_Task prompt_
Beginning at the line that contains "Locate every instance of the man's hand" and ending at the last line of the entries, write out each line exactly; include nothing outside that span.

_Given records_
-- START --
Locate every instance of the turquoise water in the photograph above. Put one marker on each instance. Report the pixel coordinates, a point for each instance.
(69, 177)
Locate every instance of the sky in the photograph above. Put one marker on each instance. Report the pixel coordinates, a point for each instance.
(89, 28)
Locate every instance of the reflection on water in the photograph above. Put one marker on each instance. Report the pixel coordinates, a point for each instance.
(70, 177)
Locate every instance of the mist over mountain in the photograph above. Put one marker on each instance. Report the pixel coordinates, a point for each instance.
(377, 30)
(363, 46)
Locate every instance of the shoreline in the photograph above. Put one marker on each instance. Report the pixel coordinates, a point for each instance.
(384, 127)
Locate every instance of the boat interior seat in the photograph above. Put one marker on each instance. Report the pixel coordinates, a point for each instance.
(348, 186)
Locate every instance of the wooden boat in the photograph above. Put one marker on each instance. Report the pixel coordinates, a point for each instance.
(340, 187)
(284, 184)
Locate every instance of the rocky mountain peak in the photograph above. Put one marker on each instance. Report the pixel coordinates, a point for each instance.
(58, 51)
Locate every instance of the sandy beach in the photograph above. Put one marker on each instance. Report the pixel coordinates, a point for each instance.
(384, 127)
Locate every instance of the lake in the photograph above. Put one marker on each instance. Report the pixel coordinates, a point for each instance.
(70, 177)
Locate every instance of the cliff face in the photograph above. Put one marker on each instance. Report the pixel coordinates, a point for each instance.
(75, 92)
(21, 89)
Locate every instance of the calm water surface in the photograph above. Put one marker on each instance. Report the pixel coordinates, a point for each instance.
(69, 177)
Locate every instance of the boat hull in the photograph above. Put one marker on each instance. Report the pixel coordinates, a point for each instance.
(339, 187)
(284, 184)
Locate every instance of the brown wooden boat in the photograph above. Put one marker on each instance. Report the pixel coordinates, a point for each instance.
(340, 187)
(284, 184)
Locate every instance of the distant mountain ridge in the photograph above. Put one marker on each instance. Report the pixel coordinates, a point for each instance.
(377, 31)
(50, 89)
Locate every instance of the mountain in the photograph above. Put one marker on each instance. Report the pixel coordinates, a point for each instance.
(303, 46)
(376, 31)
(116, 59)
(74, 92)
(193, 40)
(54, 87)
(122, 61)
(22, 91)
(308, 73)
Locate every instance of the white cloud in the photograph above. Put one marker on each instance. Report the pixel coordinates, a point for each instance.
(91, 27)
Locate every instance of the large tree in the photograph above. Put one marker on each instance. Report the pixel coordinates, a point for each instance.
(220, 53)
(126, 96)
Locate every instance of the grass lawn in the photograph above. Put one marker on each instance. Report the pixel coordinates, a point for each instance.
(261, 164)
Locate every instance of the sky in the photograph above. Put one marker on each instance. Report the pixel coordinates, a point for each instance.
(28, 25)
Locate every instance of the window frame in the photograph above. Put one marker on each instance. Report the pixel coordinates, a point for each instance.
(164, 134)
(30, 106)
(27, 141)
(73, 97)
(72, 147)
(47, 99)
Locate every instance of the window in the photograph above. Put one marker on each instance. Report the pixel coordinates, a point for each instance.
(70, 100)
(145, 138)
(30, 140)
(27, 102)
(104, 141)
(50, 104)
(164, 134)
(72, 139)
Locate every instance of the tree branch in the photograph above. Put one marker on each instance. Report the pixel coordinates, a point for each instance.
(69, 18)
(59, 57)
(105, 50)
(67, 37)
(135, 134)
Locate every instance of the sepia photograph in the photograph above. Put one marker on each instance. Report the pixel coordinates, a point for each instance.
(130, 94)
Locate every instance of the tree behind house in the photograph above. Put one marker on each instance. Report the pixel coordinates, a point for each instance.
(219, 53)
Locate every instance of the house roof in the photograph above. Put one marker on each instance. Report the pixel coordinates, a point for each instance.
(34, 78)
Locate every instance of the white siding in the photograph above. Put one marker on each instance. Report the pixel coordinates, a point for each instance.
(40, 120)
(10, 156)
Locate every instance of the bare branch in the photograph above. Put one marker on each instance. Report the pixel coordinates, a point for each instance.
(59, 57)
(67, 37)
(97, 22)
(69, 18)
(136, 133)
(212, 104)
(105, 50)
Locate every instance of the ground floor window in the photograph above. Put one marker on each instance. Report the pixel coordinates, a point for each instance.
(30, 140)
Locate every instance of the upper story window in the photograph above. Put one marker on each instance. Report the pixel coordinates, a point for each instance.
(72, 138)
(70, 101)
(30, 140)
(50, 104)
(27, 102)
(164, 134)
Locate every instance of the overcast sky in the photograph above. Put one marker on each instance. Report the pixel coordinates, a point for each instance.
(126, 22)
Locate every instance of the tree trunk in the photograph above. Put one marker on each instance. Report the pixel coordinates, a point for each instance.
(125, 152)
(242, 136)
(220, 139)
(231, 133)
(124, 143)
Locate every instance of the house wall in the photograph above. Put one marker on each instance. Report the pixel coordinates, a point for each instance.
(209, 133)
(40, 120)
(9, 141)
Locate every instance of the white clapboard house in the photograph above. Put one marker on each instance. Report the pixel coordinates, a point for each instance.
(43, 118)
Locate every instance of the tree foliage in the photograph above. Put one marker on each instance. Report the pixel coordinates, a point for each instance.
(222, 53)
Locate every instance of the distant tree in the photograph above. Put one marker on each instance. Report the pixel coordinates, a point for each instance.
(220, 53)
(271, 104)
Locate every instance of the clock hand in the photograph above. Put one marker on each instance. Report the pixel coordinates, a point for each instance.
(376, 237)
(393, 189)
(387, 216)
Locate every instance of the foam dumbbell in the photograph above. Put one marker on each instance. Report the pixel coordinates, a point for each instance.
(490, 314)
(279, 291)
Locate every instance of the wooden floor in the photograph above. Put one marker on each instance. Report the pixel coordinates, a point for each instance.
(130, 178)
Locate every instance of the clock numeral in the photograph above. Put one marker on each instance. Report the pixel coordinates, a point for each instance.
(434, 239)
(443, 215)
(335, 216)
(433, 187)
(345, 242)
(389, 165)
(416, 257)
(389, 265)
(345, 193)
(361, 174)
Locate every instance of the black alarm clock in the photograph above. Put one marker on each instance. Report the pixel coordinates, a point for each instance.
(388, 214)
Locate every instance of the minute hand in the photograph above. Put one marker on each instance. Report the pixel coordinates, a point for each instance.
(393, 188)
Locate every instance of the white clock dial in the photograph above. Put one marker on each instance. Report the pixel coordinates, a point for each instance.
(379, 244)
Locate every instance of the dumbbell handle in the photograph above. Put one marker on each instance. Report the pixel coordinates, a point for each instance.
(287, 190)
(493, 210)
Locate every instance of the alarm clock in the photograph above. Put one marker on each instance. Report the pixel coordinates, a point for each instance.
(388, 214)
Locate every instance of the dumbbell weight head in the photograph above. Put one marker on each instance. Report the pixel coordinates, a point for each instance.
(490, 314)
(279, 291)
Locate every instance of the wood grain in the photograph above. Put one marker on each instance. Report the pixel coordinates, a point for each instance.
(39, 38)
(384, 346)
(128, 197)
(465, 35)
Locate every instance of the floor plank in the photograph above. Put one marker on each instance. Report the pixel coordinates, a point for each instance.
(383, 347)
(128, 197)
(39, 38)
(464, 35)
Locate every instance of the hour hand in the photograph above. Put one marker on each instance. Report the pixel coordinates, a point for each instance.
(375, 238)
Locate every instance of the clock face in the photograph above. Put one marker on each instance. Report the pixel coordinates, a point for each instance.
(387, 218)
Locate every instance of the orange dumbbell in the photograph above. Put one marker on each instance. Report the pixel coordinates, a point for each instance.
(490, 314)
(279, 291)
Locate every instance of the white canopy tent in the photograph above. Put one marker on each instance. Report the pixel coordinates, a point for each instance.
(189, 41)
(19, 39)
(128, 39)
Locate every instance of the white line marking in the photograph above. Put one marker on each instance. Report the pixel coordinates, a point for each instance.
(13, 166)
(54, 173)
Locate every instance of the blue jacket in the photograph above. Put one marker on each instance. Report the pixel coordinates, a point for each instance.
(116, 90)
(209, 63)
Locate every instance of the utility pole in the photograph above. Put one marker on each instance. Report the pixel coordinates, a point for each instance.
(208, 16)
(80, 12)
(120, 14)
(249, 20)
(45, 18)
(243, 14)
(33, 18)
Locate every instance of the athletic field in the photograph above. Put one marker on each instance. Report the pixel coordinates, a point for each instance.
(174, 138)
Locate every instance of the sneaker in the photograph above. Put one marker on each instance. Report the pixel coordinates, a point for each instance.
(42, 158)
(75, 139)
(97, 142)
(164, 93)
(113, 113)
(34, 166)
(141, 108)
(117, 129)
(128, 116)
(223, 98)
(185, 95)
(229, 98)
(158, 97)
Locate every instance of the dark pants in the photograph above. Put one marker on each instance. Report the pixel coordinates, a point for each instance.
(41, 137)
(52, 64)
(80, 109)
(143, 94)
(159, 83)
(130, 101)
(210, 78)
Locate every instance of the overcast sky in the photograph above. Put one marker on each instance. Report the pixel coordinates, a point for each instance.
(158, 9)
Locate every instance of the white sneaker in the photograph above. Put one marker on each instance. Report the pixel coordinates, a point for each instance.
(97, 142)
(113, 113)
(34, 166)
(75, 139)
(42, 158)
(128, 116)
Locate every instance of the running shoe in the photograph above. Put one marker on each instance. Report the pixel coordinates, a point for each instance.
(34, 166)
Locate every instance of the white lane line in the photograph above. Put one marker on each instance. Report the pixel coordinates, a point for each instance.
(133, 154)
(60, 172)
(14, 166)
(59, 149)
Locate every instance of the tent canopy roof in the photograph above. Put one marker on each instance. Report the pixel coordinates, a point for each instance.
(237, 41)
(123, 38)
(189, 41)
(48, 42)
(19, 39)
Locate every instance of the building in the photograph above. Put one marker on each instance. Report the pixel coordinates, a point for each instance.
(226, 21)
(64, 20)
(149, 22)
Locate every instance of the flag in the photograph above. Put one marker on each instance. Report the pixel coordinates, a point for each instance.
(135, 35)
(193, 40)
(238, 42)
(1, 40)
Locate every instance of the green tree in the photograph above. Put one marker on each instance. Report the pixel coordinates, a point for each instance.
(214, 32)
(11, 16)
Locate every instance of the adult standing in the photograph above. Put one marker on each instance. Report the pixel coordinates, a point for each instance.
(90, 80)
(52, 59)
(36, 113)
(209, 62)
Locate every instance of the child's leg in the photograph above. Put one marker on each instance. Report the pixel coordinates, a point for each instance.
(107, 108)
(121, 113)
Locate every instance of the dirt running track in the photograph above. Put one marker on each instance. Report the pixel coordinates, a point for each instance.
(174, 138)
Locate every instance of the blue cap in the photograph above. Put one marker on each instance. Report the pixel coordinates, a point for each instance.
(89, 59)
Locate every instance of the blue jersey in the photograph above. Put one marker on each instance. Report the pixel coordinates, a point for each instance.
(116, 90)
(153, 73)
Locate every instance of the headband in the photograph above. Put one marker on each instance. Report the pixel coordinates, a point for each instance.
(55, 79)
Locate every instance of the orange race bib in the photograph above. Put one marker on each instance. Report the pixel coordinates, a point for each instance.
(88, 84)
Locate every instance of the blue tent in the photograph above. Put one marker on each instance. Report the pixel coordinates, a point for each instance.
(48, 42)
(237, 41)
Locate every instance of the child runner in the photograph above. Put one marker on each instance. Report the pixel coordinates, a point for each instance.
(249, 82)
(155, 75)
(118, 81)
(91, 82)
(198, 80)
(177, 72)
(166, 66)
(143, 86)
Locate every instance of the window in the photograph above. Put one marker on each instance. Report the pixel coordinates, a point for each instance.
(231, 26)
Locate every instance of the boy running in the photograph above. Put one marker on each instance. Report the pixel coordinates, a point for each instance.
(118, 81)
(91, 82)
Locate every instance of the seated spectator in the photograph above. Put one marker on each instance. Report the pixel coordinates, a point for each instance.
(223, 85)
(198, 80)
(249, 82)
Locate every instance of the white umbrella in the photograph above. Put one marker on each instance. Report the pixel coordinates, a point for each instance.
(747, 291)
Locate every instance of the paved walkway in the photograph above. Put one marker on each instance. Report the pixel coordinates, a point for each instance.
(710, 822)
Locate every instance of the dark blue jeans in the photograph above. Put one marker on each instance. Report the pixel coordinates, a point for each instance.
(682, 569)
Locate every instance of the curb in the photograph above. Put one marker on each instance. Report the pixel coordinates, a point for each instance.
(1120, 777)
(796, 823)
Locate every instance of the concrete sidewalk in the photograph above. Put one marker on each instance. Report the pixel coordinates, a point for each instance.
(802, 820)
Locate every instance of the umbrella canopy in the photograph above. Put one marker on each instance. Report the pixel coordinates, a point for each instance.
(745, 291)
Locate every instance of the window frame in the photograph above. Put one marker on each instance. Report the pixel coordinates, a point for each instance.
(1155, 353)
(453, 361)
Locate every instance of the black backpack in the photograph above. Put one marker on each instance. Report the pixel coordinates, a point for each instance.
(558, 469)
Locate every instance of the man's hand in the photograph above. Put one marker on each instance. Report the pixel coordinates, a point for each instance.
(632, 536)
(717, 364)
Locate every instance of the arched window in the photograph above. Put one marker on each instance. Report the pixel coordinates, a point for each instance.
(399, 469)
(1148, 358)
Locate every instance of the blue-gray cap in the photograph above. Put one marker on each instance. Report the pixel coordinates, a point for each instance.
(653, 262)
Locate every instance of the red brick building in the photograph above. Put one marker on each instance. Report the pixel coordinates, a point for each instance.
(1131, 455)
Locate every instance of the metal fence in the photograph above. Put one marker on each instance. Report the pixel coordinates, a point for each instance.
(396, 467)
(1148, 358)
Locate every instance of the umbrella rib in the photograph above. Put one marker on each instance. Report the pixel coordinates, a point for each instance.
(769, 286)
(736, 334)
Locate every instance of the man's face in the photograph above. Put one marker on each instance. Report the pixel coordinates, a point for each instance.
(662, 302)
-- END --
_Exercise output_
Locate every instance of the man's hand in the photograph above. Put one marker on each instance. Report the pixel coordinates, a point for each instance.
(632, 536)
(717, 364)
Locate every instance of the arched window in the photograph above. Put one marker on each instance. Report the pixel coordinates, a point for each instance.
(399, 469)
(1148, 358)
Locate every instance of the blue-gray cap in the photograph above. Put one marker on each instance. Report the pixel coordinates, a point for each instance.
(653, 262)
Locate every instance of the red brick building in the photograph above. Put one marker on each instance. Report the pixel coordinates, a point for each instance.
(1131, 455)
Locate every instance of the metal fence in the photograph above. Put one marker on each instance. Report the pixel coordinates, a point for each instance.
(396, 467)
(1148, 358)
Locate every instance of the umbrella rib in the photograph above. Put one marker on each instance. Report the pixel coordinates, a point for each instance.
(769, 286)
(736, 334)
Locate every instance of the man's face in the photograph above. Put one marker on each instance. Report the pixel coordinates, a point for each instance.
(662, 302)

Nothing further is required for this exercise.